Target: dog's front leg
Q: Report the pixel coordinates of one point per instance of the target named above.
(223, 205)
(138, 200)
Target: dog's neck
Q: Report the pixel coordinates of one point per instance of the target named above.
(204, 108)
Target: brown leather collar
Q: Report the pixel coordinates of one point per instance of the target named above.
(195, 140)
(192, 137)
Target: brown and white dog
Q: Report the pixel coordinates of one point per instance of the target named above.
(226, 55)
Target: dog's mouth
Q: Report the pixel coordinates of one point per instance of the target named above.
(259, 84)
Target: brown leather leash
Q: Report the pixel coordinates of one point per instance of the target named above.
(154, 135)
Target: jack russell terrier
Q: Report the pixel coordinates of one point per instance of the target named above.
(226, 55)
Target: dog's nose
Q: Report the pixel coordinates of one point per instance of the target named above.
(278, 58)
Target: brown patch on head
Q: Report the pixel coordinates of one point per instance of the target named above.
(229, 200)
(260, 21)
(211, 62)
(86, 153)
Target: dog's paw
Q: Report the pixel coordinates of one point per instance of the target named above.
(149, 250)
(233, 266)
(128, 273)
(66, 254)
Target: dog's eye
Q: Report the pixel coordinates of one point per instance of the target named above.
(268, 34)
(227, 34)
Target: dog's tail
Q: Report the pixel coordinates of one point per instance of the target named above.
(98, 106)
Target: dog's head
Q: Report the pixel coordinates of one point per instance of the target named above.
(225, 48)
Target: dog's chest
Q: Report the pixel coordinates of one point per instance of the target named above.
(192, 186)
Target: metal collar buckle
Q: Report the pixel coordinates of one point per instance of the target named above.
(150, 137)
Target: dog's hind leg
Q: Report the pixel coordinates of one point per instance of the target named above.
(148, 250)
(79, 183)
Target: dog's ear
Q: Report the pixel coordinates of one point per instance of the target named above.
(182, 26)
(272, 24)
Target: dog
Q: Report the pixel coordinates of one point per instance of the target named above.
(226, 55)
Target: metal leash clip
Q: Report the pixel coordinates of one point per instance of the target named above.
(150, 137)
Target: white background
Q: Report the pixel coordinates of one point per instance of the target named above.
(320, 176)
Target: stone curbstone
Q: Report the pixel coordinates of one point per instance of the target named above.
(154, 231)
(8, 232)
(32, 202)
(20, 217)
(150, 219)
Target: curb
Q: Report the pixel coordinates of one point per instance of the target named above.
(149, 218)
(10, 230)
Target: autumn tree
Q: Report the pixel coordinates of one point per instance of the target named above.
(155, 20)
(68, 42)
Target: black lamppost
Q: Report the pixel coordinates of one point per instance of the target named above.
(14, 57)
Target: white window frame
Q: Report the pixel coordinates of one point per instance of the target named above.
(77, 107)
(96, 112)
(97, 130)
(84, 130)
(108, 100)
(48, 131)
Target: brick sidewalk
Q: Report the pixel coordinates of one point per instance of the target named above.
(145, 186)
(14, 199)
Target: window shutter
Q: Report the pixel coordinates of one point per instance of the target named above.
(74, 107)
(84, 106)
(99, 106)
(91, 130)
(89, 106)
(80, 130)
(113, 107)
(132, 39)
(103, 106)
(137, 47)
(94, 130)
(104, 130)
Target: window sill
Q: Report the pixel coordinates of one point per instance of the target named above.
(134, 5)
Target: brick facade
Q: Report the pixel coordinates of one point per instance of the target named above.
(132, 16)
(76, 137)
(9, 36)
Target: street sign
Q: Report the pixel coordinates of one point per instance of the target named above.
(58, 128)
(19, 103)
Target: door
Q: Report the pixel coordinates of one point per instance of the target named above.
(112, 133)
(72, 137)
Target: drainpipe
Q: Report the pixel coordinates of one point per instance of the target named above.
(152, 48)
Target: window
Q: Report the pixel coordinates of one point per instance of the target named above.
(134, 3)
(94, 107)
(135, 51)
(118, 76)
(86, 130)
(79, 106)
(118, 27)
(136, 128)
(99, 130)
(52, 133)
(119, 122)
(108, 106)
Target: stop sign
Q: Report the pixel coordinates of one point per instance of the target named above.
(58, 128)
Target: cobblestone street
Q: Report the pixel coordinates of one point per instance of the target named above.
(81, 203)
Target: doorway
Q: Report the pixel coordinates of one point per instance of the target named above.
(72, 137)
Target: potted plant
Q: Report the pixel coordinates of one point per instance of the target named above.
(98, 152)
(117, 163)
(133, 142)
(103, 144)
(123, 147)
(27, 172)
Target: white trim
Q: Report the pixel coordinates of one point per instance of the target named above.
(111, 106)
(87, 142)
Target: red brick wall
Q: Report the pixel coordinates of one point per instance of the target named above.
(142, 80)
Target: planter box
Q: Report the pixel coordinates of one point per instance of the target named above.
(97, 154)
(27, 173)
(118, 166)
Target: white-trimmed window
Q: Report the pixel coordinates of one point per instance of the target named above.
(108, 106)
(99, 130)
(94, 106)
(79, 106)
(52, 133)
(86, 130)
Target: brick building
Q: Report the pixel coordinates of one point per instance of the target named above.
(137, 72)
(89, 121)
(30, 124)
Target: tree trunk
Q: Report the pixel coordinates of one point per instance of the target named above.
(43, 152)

========================

#### Given request
Print every one of the lines above, with no changes to their wording or order.

#### Exercise output
Target: dog's front leg
Q: Report the pixel coordinates of one point per instance of the target named above.
(223, 205)
(138, 200)
Target: dog's neck
Q: Report the pixel coordinates of one point per instance of the target named above.
(204, 108)
Target: brown leather collar
Q: Report the pixel coordinates of one point per instance of the target named above.
(195, 140)
(192, 137)
Target: brown and white dog
Q: Report the pixel coordinates of one point per instance of the target named above.
(226, 55)
Target: dog's mouth
Q: Report the pixel coordinates of one point per instance of the target named above.
(259, 84)
Target: brown leather leash
Q: Report the pixel coordinates of one point per instance of the target named above.
(154, 135)
Target: jack russell terrier
Q: Report the pixel coordinates of one point per instance of the target named above.
(226, 55)
Target: dog's nose
Q: Report the pixel coordinates of one point per instance of the target named above.
(278, 58)
Target: brown patch on head
Q: Report the pixel coordinates of one point per instance of the target named above.
(229, 200)
(260, 21)
(211, 62)
(86, 153)
Target: dog's paw
Q: Report the pixel coordinates of one point per instance of the target named above.
(149, 250)
(233, 266)
(128, 273)
(66, 254)
Target: dog's eye
Q: Report the pixel coordinates of one point per instance of the target named above.
(268, 34)
(227, 34)
Target: dog's tail
Q: Report the pixel coordinates of one point per instance of the target named above.
(98, 106)
Target: dog's head
Q: Report the pixel coordinates of one point per instance of the target named above.
(225, 48)
Target: dog's chest
Q: Report the pixel coordinates of one point per instance of the target named above.
(192, 186)
Target: metal collar buckle
Q: Report the pixel coordinates of one point per instance of the target named above.
(150, 137)
Target: dog's hind leg
Q: Report the pixel coordinates of one point per instance of the target named above.
(148, 250)
(79, 183)
Target: dog's ear
Q: Report the pixel coordinates of one point per instance of the target named above.
(182, 26)
(272, 24)
Target: dog
Q: Report the pixel coordinates of one point per instance of the target named above.
(226, 55)
Target: metal leash clip
Q: Report the pixel coordinates of one point per instance of the target named above.
(150, 137)
Target: white background
Q: Report the pixel coordinates of one point per instance of the target named above.
(320, 176)
Target: stone curbstone
Q: Report the pixel coordinates of one point per instance of the target named above.
(154, 231)
(8, 232)
(32, 202)
(20, 217)
(150, 219)
Target: curb
Q: Report the pixel coordinates of one point per instance of the target named above.
(149, 218)
(10, 230)
Target: autumn tree
Q: Report the pixel coordinates of one point per instance of the target named above.
(155, 20)
(68, 42)
Target: black lamppost
Q: Report the pixel coordinates of one point per instance of the target named above.
(14, 57)
Target: white window frame
Q: Report the pixel coordinates of one point per instance of the target named above.
(77, 107)
(96, 112)
(97, 130)
(84, 130)
(108, 100)
(48, 131)
Target: brick sidewalk
Q: Report the pixel coordinates of one point per instance of the target named above.
(145, 186)
(14, 199)
Target: window shutter
Q: Report the pixel coordinates of one point per instance of the target named above.
(74, 107)
(84, 106)
(99, 106)
(91, 130)
(89, 106)
(80, 130)
(113, 107)
(132, 39)
(103, 106)
(137, 47)
(94, 130)
(104, 130)
Target: window sill
Q: Report the pixel coordinates of one point per instance of the target named above.
(134, 5)
Target: brick facade
Q: Report the pixel coordinates of one point per instance of the target named above.
(132, 16)
(76, 137)
(9, 36)
Target: street sign
Q: Report the pixel coordinates of one point per instance of the target named above.
(58, 128)
(19, 103)
Target: door
Q: Report the pixel coordinates of one point per instance of the target named above.
(112, 133)
(72, 137)
Target: drainpipe
Q: Report the pixel coordinates of one point per instance of the target named above.
(152, 48)
Target: window
Q: Report the pixel coordinates of one point per instance of the target named above.
(134, 3)
(94, 107)
(135, 51)
(118, 76)
(86, 130)
(79, 106)
(118, 27)
(136, 128)
(99, 130)
(52, 133)
(119, 122)
(108, 106)
Target: stop sign
Q: Report the pixel coordinates of one point per instance of the target named above.
(58, 128)
Target: cobblestone street
Q: Report the pixel coordinates of one point per instance of the target named above.
(81, 203)
Target: doorway
Q: Report the pixel coordinates of one point per instance of the target named above.
(72, 137)
Target: potted plant
Q: Report the pixel coordinates of one point per instance of the target named above.
(98, 152)
(117, 163)
(133, 142)
(103, 144)
(123, 147)
(27, 172)
Target: white trim
Q: Report the pixel coordinates of one point per instance of the target named above.
(111, 106)
(87, 142)
Target: red brick wall
Q: Report the pixel coordinates of one point per instance of the target named above.
(142, 80)
Target: planter box
Q: Report the pixel coordinates of one point per instance of the target named above.
(97, 154)
(27, 173)
(118, 166)
Target: white-trimmed window
Q: Report the pixel coordinates of one point per instance of the target named above.
(108, 106)
(99, 130)
(94, 106)
(79, 106)
(52, 133)
(86, 130)
Target: brick building
Q: Report the pixel coordinates of one point per instance of the target named above.
(137, 72)
(89, 121)
(30, 124)
Target: tree trunk
Q: Report the pixel coordinates of one point per instance of the target named above.
(43, 152)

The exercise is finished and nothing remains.